» **What to work on**
1) Decide whether each statement agrees with the passage about Daniël Krutzen below: (a) Krutzen was born in Belgium; (b) he joined the Genk youth academy in 2003; (c) his four-assist game came in a win over the Rhode Island Rams. Answer yes or no for each, and quote the deciding words of the passage.
2) Carry on the passage about Daniël Krutzen, starting right after its final sentence.

## Start Excerpted text

Daniël Nicolas Maria Johanes Krutzen (born 19 September 1996) is a Dutch professional footballer plays as a defender for Phoenix Rising FC of the USL Championship.

Early life
Born in Brunssum, Netherlands, Krutzen was raised in Lanaken, Belgium. Krutzen began his youth career with K. Lanaken VV. In 2003, he joined the Genk youth academy. In 2014, he signed a professional contract with Genk. In 2016, he was released by Genk.

College career
In 2016, Krutzen moved to the United States to attend the University at Albany, SUNY, where he played for the men's soccer team. He scored his first collegiate goal on September 17, 2016, in a 1–0 victory over the Rhode Island Rams. In his second season in 2017, he led the America East Conference with seven assists, en route to being named an America East First Team All-Star, All-East First Team All-Star, All-America Third-Team, Scholar All-America First Team, Scholar All-East America East All-Academic. On October 9, 2018, he set a school record, recording four assists in a single game in a 6–2 victory over the American Eagles. In 2018, he was named to America East Fall Scholar-Athlete, SUNY Presidential Scholar-Athlete, USC Scholar All-America Second Team, Senior CLASS Second Team, USC Scholar All-East First Team, USC All-Northeast Second Team, and an America East All-Academic.

Club career

Early career
In 2017, he played for FC Tucson in the Premier Development League, scoring five goals in seven appearances.

## End Excerpted text
## Start Data lines

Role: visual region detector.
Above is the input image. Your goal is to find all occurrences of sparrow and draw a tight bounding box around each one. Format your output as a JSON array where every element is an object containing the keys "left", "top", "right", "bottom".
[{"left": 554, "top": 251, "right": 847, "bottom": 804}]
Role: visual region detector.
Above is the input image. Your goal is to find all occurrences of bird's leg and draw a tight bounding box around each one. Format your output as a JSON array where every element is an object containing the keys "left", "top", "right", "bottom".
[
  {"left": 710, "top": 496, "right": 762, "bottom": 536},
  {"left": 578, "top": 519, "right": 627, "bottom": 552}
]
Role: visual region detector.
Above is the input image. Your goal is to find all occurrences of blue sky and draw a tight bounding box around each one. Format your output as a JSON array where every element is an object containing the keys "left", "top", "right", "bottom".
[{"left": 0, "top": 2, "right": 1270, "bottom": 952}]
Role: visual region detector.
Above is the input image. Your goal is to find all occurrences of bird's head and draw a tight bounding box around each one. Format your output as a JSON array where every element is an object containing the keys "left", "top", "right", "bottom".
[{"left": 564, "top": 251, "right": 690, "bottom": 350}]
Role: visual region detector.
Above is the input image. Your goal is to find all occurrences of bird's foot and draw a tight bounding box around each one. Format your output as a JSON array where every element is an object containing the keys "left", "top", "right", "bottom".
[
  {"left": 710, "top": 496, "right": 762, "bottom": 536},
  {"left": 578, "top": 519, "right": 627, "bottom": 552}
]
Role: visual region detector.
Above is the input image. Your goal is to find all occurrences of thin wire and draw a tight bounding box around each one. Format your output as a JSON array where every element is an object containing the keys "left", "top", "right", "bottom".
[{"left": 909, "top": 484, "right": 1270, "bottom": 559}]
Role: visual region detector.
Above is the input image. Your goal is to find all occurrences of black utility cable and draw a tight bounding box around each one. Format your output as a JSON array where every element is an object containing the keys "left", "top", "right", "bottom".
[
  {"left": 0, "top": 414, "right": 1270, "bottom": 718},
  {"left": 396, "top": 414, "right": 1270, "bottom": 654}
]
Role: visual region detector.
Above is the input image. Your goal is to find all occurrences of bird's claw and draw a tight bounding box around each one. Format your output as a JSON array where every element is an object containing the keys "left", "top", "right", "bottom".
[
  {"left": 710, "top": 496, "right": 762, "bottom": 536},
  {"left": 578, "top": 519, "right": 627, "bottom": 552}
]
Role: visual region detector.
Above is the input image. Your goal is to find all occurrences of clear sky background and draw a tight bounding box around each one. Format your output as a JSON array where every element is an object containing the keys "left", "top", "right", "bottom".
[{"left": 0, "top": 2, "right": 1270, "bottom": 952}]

## End Data lines

» **The answers**
1)
(a) No: "Born in Brunssum, Netherlands"
(b) Yes: "In 2003, he joined the Genk youth academy."
(c) No: "recording four assists in a single game in a 6–2 victory over the American Eagles"

2)
In 2018, he played for Reading United AC in the Premier Development League, scoring two goals in nine appearances. After the season, he was ranked seventh on the PDL Top Prospects list.

Forge FC
In March 2019, he signed a professional contract with Forge FC in the Canadian Premier League. In his first season with the club in 2019, he helped them win the championship. The following season, he again won the league tile while leading the league in both interceptions and defensive touches. On November 4, 2020, he scored a stoppage time winner against Panamanian club Tauro FC to send Forge through to the quarter-finals of the CONCACAF League.

In January 2021, he went on trial with Swedish clubs Örebro SK, followed by a trial with another Swedish club Helsingborgs IF. In February 2021, he signed a two-year extension with Forge. On November 24, 2021, he tore his ACL in a CONCACAF League match against Honduran club FC Motagua, which forced him to miss ten months of action. He returned to action near the end of the 2022 season, helping Forge win the 2022 CPL championship for the third time in four years. He departed the club following that season. Following Forge FC's 2022 season, Krutzen was reported to be training with Whitecaps FC 2. He was then subsequently invited to trial with the Vancouver Whitecaps first team for their 2023 pre-season. After appearing in a friendly for the Whitecaps against German club Hamburger SV, he departed the Whitecaps without earning a contract.

Phoenix Rising FC
In January 2023, Krutzen signed with Phoenix Rising FC.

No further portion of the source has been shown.